### INFORMATION SUPPLIED
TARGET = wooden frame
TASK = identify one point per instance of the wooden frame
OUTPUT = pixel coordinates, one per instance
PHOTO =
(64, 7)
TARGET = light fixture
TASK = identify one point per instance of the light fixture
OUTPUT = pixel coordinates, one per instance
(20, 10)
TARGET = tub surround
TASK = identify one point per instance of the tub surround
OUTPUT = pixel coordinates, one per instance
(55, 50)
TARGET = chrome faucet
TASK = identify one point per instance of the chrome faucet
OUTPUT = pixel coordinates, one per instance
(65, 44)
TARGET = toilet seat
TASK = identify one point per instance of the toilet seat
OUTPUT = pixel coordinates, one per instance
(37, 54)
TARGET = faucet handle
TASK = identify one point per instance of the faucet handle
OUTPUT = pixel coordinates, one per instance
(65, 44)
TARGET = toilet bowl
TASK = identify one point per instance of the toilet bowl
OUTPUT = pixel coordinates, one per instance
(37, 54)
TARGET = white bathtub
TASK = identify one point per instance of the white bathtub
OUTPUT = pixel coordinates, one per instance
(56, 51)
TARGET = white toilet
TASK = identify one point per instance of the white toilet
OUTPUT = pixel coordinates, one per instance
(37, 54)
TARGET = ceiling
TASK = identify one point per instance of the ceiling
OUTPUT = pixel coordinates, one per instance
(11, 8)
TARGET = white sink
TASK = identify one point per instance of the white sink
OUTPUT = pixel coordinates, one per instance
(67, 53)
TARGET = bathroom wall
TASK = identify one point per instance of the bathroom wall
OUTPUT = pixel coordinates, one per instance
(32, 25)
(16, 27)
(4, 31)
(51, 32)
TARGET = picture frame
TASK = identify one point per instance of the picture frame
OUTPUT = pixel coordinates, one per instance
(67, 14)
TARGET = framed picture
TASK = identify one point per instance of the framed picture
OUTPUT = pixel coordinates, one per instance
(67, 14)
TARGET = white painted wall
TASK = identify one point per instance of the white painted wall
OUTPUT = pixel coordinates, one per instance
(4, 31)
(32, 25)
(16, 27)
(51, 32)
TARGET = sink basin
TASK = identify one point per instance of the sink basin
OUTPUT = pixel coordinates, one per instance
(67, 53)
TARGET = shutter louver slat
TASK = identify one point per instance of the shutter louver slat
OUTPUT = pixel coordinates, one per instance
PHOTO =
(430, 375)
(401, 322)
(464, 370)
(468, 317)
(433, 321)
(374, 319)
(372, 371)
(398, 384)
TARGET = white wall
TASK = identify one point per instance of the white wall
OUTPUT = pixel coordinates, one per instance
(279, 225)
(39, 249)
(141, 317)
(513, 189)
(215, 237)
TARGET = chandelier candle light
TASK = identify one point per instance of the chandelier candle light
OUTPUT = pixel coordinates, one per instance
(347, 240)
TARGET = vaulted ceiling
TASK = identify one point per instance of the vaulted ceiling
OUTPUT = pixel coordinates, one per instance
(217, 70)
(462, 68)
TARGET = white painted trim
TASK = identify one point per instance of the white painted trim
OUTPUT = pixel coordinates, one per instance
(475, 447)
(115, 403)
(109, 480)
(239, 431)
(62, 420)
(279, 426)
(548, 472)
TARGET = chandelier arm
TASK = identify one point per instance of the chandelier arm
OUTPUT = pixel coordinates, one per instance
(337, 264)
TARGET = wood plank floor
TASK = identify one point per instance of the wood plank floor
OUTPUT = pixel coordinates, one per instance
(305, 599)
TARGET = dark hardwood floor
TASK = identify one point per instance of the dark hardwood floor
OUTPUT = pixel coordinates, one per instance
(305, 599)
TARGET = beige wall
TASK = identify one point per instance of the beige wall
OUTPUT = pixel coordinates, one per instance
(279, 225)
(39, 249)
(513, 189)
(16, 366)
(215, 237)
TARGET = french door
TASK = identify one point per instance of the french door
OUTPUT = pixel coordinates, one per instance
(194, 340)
######
### INFORMATION SUPPLIED
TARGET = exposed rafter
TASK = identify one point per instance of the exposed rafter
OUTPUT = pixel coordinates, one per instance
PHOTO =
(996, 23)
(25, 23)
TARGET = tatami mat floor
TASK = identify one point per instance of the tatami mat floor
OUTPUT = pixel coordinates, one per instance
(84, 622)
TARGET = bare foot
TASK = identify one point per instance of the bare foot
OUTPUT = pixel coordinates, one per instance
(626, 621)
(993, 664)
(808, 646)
######
### INFORMATION SUPPLIED
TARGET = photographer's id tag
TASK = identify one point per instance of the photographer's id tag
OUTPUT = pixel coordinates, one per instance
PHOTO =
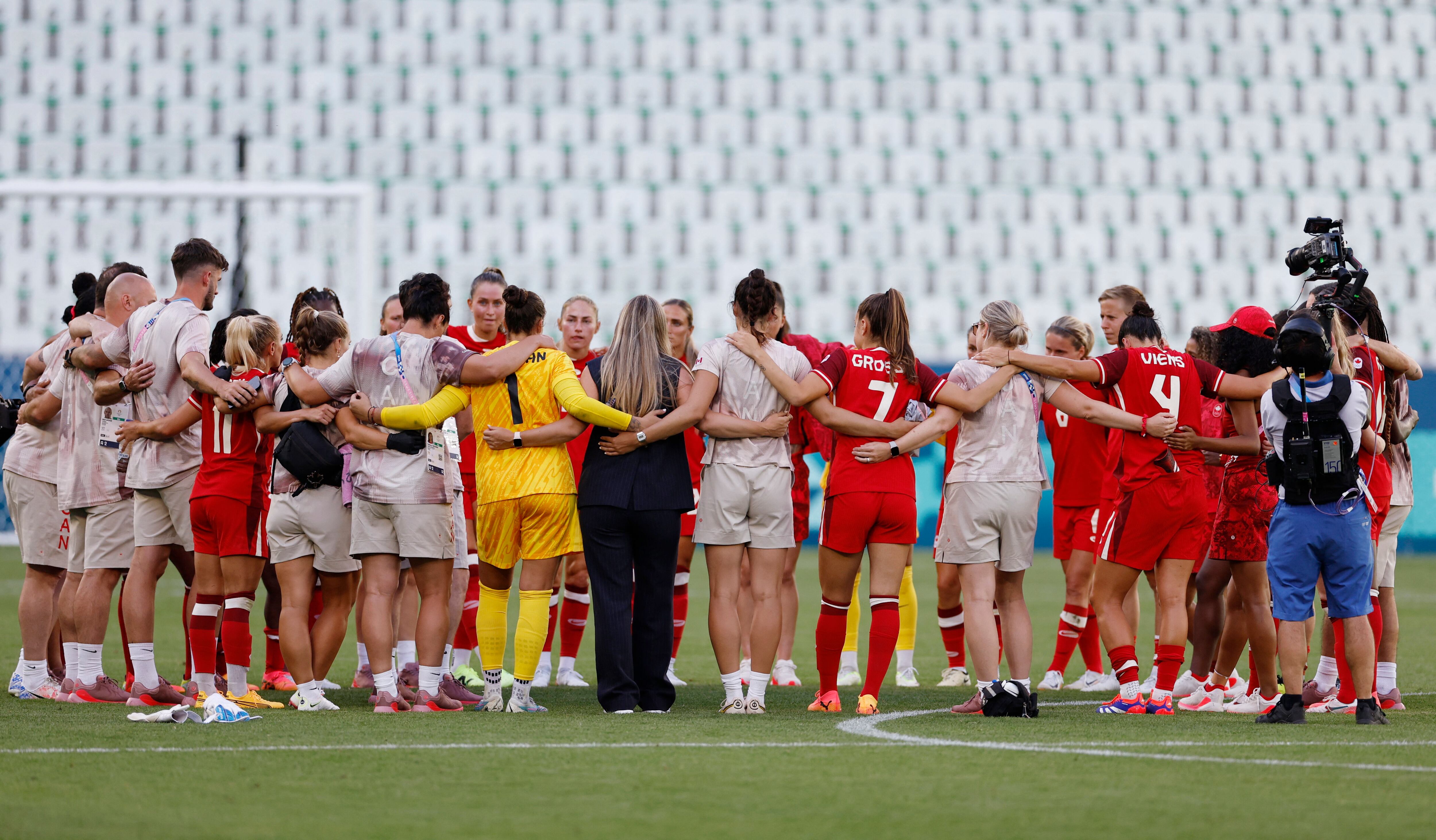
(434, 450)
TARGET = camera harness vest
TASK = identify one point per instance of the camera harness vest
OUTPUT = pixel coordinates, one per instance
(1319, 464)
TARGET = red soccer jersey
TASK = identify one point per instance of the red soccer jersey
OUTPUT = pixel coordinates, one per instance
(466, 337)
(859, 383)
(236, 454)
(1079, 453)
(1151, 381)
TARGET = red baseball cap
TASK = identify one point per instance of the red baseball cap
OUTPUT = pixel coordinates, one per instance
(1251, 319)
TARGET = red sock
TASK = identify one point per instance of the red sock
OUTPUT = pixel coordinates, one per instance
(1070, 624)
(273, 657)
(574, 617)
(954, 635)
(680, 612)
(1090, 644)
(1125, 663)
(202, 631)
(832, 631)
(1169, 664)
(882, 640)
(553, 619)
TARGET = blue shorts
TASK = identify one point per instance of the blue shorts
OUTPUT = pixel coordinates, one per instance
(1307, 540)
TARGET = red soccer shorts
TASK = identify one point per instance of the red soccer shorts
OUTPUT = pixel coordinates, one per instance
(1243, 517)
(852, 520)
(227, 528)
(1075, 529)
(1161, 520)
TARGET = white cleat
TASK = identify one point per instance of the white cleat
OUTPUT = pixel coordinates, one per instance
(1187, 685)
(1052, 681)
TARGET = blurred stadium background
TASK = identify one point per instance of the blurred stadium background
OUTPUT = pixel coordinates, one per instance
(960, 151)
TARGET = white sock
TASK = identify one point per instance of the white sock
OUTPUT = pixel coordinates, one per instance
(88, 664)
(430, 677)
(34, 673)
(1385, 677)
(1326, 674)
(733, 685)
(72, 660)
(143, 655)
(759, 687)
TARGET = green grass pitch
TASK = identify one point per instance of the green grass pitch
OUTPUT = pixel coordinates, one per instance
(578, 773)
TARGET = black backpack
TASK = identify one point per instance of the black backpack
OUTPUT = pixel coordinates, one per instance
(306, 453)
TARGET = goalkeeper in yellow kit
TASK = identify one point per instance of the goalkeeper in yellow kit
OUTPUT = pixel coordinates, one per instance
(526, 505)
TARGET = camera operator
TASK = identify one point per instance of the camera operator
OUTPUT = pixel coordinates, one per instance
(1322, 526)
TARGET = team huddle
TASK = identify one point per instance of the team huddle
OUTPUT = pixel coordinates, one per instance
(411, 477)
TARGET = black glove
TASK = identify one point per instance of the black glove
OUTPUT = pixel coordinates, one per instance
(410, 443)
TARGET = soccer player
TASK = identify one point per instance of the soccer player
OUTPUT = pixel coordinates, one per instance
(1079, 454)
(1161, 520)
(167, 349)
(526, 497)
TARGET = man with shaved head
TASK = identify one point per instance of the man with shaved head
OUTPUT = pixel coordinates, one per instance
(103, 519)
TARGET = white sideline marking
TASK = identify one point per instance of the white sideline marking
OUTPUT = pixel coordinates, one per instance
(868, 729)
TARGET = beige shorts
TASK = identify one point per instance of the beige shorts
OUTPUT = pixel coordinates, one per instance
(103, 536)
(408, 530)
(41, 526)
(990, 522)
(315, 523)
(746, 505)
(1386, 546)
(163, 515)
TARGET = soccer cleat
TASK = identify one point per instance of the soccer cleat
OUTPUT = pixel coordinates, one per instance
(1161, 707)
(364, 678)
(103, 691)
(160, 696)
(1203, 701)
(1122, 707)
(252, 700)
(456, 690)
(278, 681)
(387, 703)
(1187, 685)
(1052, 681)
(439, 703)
######
- WHAT YOU ARE ASKED TO DO
Using the entries above, give again exactly the lines from the line holding "TARGET = white toilet" through the line holding "TASK = identify one point per instance of the picture". Include both end lines and nothing else.

- RESPONSE
TARGET = white toilet
TASK = identify one point per instance of the white toilet
OUTPUT = pixel coordinates, one per instance
(37, 54)
TARGET = ceiling
TASK = identify one point per instance of the ceiling
OUTPUT = pixel coordinates, one per instance
(11, 8)
TARGET = white sink
TASK = identify one point per instance of the white sink
OUTPUT = pixel coordinates, one per instance
(67, 53)
TARGET = bathroom wall
TASK = identify one point per instance of the bathroom wall
OUTPUT = pixel coordinates, one per instance
(32, 25)
(16, 27)
(4, 31)
(51, 32)
TARGET = picture frame
TASK = identify one point per instance of the picture frame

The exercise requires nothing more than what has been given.